Testo da analizzare:
____

Il capitalismo della sorveglianza: il vero prezzo delle app gratuite
- Marco Gasparri
- 2 giorni fa
- Tempo di lettura: 3 min
Quando scarichiamo un’app gratuita, ci sembra di aver fatto una scelta intelligente. “È gratis, che vuoi che sia?” E dopo due secondi siamo già pronti a usarla. Poi arriva il momento delle autorizzazioni: “Vuoi condividere la posizione?” “Vuoi permettere il tracciamento?” “Vuoi concedere l’accesso ai tuoi dati?”
E noi, senza nemmeno pensarci, clicchiamo Consenti. Lo facciamo per comodità, per fretta, per abitudine. Ma quel tap non è un dettaglio tecnico: è il vero prezzo. Perché una verità semplice e scomoda dobbiamo ricordarcela sempre: nulla è gratis. Nel marketing se qualcosa è gratis significa che il prodotto sei tu. Se non paghiamo in denaro, paghiamo in dati.
E quei dati, di solito, non restano nell’app che li ha raccolti. Iniziano un viaggio che non vediamo: dallo sviluppatore ai partner, dai partner ai partner dei partner… fino ad arrivare a società dall’altra parte del mondo, spesso in Paesi dove la privacy è molto più “elastica”. A volte veri e propri paradisi fiscali, dove i dati vengono acquistati, aggregati, impacchettati e rivenduti come una merce preziosa.
Gli esempi reali non mancano. Muslim Pro, un’app di preghiera scaricata da milioni di persone, ha venduto la posizione degli utenti a un’azienda che collaborava con il Dipartimento della Difesa americano. Life360, l’app che molte famiglie usano per sapere dove sono i figli, registrava spostamenti precisissimi e li rivendeva a una vasta rete di intermediari. Alcuni sistemi musicali dei negozi riconoscono gli smartphone che entrano, quanto restano e se tornano, così da tracciare i comportamenti dei clienti.

____

Dati forniti:
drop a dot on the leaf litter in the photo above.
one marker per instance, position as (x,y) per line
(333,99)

____

Da fare:
**1.** Nell'articolo sul capitalismo della sorveglianza, a chi ha venduto la posizione degli utenti l'app Muslim Pro?
**2.** Prosegui l'articolo sul capitalismo della sorveglianza a partire dall'ultima frase riportata.

Le tue risposte:
**1.** A un'azienda che collaborava con il Dipartimento della Difesa americano.

**2.**
Perfino le app meteo, quelle che dovrebbero soltanto dire se domani piove, sono state trovate a raccogliere la geolocalizzazione giorno e notte, anche quando l’app è chiusa, per poi rivenderla ad aziende estere.
E per capire quanto questo tracciamento sia preciso, basta fare un esempio concreto.
Scarichi un’app gratuita del meteo. Accetti la posizione. Da quel momento registra tutto:
– alle 7:14 sei sempre nello stesso punto quindi a casa
– alle 8:03 ti sposti sempre verso un altro punto, probabilmente lavoro
– alle 13:10 sei nello stesso bar
– alle 18:30 arrivi in palestra → abitudine
– il sabato sei in un centro commerciale
– una volta al mese entri in una clinica specifica
Presi singolarmente sembrano dettagli. Insieme diventano una radiografia perfetta della tua vita quotidiana. Ed è proprio questa radiografia che viene venduta. Magari finisce in server a Singapore o alle Cayman, dove i dati vengono rivenduti più volte.
E spesso, nel pacchetto, finisce anche il tuo numero di telefono: e dopo qualche giorno iniziano a comparire telefonate commerciali indesiderate, offerte assurde, spam e anche truffe!

Non è magia: è quel “Consenti”.
A questo punto una domanda è inevitabile: Ma sanno chi sono davvero?
Ufficialmente no: i dati vengono dichiarati “anonimi”. Nella pratica, sì. Perché basta incrociare due informazioni e potrebbe essere facile risalire alla tua identità. Tutto il resto completa il profilo: abitudini, routine, spostamenti, fragilità, interessi, stato di salute. Non serve sapere come ti chiami: basta osservare come ti muovi.
Questa dinamica è esattamente ciò che Shoshana Zuboff definisce Il capitalismo della sorveglianza: un sistema in cui noi non siamo clienti, ma materia prima. I nostri dati diventano la base di un’economia enorme che vive della nostra disattenzione digitale.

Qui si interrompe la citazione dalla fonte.